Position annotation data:
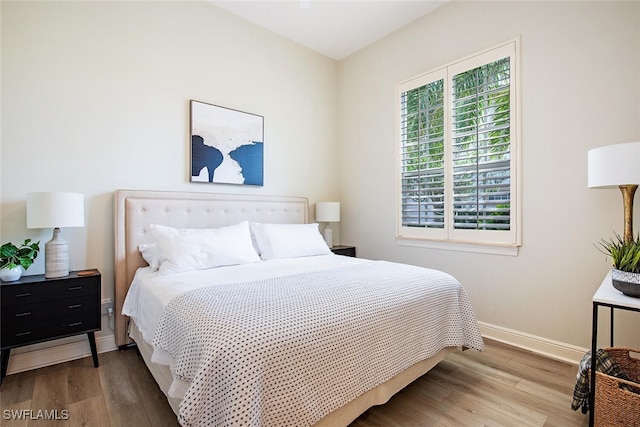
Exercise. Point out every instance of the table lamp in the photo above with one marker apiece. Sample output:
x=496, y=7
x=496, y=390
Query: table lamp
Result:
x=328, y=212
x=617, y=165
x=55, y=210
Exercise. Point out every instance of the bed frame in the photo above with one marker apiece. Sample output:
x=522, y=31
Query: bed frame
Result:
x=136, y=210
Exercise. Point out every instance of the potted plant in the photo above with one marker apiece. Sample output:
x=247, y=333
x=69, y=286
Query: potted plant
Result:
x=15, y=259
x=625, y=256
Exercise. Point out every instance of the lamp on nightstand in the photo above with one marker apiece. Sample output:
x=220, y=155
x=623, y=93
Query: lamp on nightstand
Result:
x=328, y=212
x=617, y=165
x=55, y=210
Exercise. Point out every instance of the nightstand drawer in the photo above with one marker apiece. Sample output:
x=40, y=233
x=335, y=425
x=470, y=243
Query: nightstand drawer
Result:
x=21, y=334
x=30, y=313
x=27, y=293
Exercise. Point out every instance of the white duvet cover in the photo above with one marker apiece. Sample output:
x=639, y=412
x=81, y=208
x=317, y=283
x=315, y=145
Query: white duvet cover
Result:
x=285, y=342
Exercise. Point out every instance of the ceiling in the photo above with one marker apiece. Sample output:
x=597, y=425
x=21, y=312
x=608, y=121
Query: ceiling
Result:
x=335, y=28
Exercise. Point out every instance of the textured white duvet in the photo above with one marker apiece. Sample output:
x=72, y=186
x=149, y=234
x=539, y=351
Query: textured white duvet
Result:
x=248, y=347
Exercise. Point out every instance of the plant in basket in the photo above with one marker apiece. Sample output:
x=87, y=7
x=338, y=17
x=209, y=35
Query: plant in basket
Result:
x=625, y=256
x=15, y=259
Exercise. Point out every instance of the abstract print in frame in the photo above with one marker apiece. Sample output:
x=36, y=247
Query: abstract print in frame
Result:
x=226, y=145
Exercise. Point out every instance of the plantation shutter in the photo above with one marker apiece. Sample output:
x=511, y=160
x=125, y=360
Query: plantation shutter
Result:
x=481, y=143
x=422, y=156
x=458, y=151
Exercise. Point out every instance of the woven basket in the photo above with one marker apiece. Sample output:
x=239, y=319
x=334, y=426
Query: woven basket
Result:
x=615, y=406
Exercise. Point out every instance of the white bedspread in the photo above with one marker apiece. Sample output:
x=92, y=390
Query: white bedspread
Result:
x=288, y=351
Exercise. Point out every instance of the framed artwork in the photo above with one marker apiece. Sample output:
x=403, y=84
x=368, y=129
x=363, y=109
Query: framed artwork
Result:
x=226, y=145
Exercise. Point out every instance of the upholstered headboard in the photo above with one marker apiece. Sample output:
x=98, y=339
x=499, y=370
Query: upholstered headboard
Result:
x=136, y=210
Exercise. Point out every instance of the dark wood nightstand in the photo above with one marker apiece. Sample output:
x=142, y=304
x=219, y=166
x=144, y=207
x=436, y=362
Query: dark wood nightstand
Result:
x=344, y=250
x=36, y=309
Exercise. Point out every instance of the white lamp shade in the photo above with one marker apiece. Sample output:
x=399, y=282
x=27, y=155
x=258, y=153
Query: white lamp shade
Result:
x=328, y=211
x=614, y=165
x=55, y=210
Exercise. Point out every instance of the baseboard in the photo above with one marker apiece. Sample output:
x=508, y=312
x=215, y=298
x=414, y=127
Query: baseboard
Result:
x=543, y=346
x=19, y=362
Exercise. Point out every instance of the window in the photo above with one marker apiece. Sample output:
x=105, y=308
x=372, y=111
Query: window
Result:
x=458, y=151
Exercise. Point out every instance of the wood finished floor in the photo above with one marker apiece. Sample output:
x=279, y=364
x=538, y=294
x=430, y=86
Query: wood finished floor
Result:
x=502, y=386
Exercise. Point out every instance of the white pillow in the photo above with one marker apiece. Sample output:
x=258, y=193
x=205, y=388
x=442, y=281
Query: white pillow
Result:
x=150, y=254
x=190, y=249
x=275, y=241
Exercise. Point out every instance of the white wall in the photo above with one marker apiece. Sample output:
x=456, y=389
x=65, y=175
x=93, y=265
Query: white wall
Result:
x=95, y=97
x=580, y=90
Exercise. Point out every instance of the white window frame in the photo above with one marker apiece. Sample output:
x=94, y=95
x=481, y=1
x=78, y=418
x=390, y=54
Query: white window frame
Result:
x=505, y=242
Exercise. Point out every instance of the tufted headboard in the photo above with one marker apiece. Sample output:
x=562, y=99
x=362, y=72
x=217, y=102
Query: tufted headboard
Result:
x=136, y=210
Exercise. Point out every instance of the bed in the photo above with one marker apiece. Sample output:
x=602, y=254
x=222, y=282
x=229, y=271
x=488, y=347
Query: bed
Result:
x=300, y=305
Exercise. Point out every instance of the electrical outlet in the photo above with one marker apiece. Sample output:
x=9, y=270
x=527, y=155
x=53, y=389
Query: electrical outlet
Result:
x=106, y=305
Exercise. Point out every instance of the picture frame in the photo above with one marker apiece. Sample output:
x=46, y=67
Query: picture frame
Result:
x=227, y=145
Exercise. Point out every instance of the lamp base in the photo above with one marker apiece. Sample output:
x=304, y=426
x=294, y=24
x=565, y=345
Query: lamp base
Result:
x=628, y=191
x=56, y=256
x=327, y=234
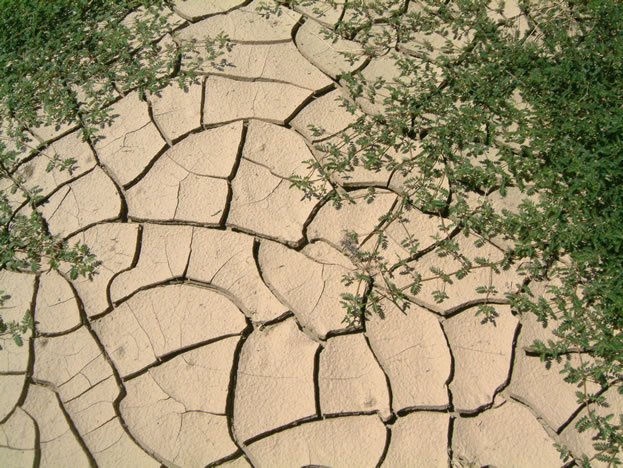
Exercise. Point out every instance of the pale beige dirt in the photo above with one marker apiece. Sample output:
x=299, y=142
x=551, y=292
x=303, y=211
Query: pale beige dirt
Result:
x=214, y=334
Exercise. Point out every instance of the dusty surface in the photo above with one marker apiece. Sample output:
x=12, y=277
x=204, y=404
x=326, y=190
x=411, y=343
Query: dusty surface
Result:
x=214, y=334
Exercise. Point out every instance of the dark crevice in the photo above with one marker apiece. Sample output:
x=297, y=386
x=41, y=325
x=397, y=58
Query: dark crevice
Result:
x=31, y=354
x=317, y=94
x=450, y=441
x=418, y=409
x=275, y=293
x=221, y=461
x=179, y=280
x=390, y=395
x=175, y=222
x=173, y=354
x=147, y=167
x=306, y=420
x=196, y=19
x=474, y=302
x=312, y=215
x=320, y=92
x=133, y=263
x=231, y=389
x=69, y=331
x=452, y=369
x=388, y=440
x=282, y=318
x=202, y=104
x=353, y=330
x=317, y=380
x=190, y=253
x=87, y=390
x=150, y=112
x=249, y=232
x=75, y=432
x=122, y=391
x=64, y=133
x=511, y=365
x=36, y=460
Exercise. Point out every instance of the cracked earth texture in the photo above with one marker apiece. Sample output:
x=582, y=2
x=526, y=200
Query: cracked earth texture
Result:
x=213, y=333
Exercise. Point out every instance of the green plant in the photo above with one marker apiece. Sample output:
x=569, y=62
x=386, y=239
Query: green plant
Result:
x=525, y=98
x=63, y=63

## YOUR INSTRUCTIONS
Update the data above by replacing every "Sample output" with "Expected format" and leaving everything else unchanged. Omit the pictures from your answer.

## THE SOLUTION
Exercise. Point out every instance of the table lamp in the photo above with one marker apiece. Expected format:
x=496, y=7
x=496, y=390
Query: table lamp
Result:
x=328, y=212
x=617, y=165
x=55, y=210
Exercise. Point out every instance of the bed frame in the photo above with one marker apiece. Expected format:
x=522, y=31
Query: bed frame
Result:
x=136, y=210
Exercise. Point out every instance of the potted plant in the photo above with one marker apiece. Expected format:
x=247, y=333
x=69, y=286
Query: potted plant
Result:
x=15, y=259
x=625, y=256
Exercise. Point out every instance of the lamp on nightstand in the photo above with one marker apiece. Expected format:
x=220, y=155
x=623, y=93
Query: lamp on nightstand
Result:
x=328, y=212
x=617, y=165
x=55, y=210
Exercise. Point out every instance of the nightstand drawer in the photo above with one marker apiece. Expected format:
x=40, y=233
x=335, y=425
x=470, y=243
Query: nightstand drawer
Result:
x=21, y=334
x=30, y=313
x=27, y=293
Exercise. Point out every instance of the white duvet cover in the photo above with one marker apiece. Expected format:
x=639, y=412
x=81, y=208
x=317, y=283
x=315, y=145
Query: white duvet cover
Result:
x=285, y=342
Exercise. Point out every instance of the ceiling in the photo above with one marker apiece. Expected format:
x=597, y=425
x=21, y=312
x=608, y=121
Query: ceiling
Result:
x=335, y=28
Exercise. Point out every instance of the textured white duvet in the photo above with one marker apiece. Expected format:
x=72, y=186
x=149, y=234
x=539, y=351
Query: textured white duvet
Result:
x=248, y=347
Exercise. Point out every instance of the plant in basket in the photo above with one marker apiece. Expected format:
x=87, y=7
x=338, y=17
x=209, y=35
Query: plant in basket
Result:
x=625, y=256
x=15, y=259
Exercise. Point out every instance of the abstract print in frame in the photo above with one marker apiece. Expected format:
x=36, y=247
Query: abstract print in frame
Result:
x=226, y=145
Exercise. Point out every instance of the plantation shutter in the photo above with one marker apiece. Expected format:
x=511, y=160
x=125, y=360
Query: plantation shutter
Result:
x=481, y=143
x=422, y=156
x=458, y=151
Exercise. Point out every instance of the woven basket in the photo above with one marker apiece. Expected format:
x=239, y=319
x=334, y=426
Query: woven basket
Result:
x=615, y=406
Exercise. Point out every instance of the white bedspread in the photo above with one marker apiece. Expected format:
x=92, y=390
Query: white bedspread
Result:
x=288, y=351
Exercise. Point out every instance of the framed artwork in the photo above with one marker apiece. Expected format:
x=403, y=84
x=368, y=129
x=363, y=109
Query: framed artwork
Result:
x=226, y=145
Exercise. Point out every instance of the upholstered headboard in the photo above with one marker apiece. Expected format:
x=98, y=339
x=499, y=370
Query: upholstered headboard
Result:
x=136, y=210
Exercise. Point out every instance of the dark wood nightstand in the photo above with one marker apiece. Expected format:
x=142, y=304
x=219, y=166
x=144, y=207
x=436, y=362
Query: dark wood nightstand
Result:
x=344, y=250
x=36, y=309
Exercise. Point out every instance of the white lamp shade in the photo above with one marker apiece. Expected format:
x=399, y=282
x=27, y=155
x=258, y=153
Query: white lamp shade
Result:
x=328, y=211
x=614, y=165
x=55, y=210
Exercise. Point out every instance of the baseboard in the photo above with one marker apiece. Expected format:
x=508, y=312
x=215, y=298
x=414, y=127
Query: baseboard
Result:
x=543, y=346
x=19, y=362
Exercise. Point out every instance of the window in the photo above with one marker apiece. Expected format:
x=105, y=308
x=372, y=111
Query: window
Result:
x=458, y=151
Exercise. Point out every instance of the wood finished floor in the photo above with one marker apiece. Expected format:
x=279, y=364
x=538, y=294
x=430, y=86
Query: wood finished floor
Result:
x=502, y=386
Exercise. Point out every instance of the white pillow in the photo above with one marker apiece. Expected format:
x=258, y=193
x=205, y=388
x=442, y=281
Query: white pillow
Result:
x=150, y=254
x=190, y=249
x=275, y=241
Exercise. Point out every instance of the white wall in the photo above with one marker apiece. Expected format:
x=456, y=389
x=65, y=175
x=93, y=265
Query: white wall
Result:
x=95, y=97
x=580, y=90
Exercise. Point out every instance of the white window frame in the photo above with one marker apiece. Expected format:
x=94, y=95
x=481, y=1
x=78, y=418
x=390, y=54
Query: white window frame
Result:
x=505, y=242
Exercise. Point out every instance of the tufted headboard in the photo above with one marker apiece. Expected format:
x=562, y=99
x=362, y=72
x=217, y=102
Query: tufted headboard
Result:
x=136, y=210
Exercise. Point out every instance of the bed in the photo above with one marker apiece. Expected format:
x=602, y=254
x=222, y=282
x=229, y=271
x=488, y=347
Query: bed
Result:
x=300, y=305
Exercise. Point out every instance of the electrical outlet in the photo above with one marker apiece. Expected format:
x=9, y=270
x=527, y=155
x=53, y=389
Query: electrical outlet
Result:
x=106, y=305
Exercise. Point out every instance of the picture frame in the photo above with one marker apiece. Expected format:
x=46, y=67
Query: picture frame
Result:
x=227, y=145
Exercise. Point out every instance of the lamp base in the photo above with one marker apiece. Expected format:
x=304, y=426
x=294, y=24
x=565, y=345
Query: lamp base
Result:
x=628, y=191
x=56, y=256
x=327, y=234
Exercise. Point out every instance of the pale beige dirt in the photo above with one marker apiece. Expected format:
x=299, y=142
x=551, y=292
x=303, y=211
Query: pale beige dirt
Result:
x=214, y=334
Exercise. Point out every instance of the dusty surface in the photo above with one marker apiece. Expected format:
x=12, y=277
x=204, y=404
x=326, y=190
x=411, y=343
Query: dusty surface
Result:
x=214, y=334
Exercise. Point out every instance of the dark crevice in the photo above with one marker apiece. Expected format:
x=297, y=386
x=41, y=325
x=397, y=58
Query: dark crevice
Result:
x=31, y=354
x=317, y=94
x=450, y=441
x=418, y=409
x=275, y=293
x=221, y=461
x=179, y=280
x=390, y=395
x=175, y=222
x=173, y=354
x=147, y=167
x=306, y=420
x=196, y=19
x=474, y=302
x=312, y=215
x=320, y=92
x=133, y=263
x=231, y=389
x=69, y=331
x=452, y=369
x=388, y=440
x=282, y=318
x=202, y=104
x=353, y=330
x=317, y=380
x=190, y=253
x=87, y=390
x=150, y=112
x=249, y=232
x=75, y=432
x=122, y=391
x=64, y=133
x=511, y=365
x=36, y=460
Exercise. Point out every instance of the cracked earth texture in the photo above with one marker apiece. Expected format:
x=582, y=2
x=526, y=200
Query: cracked earth texture
Result:
x=213, y=333
Exercise. Point out every instance of the green plant in the photo above with one marker apiece. Expected format:
x=569, y=62
x=386, y=239
Query: green plant
Result:
x=525, y=98
x=63, y=63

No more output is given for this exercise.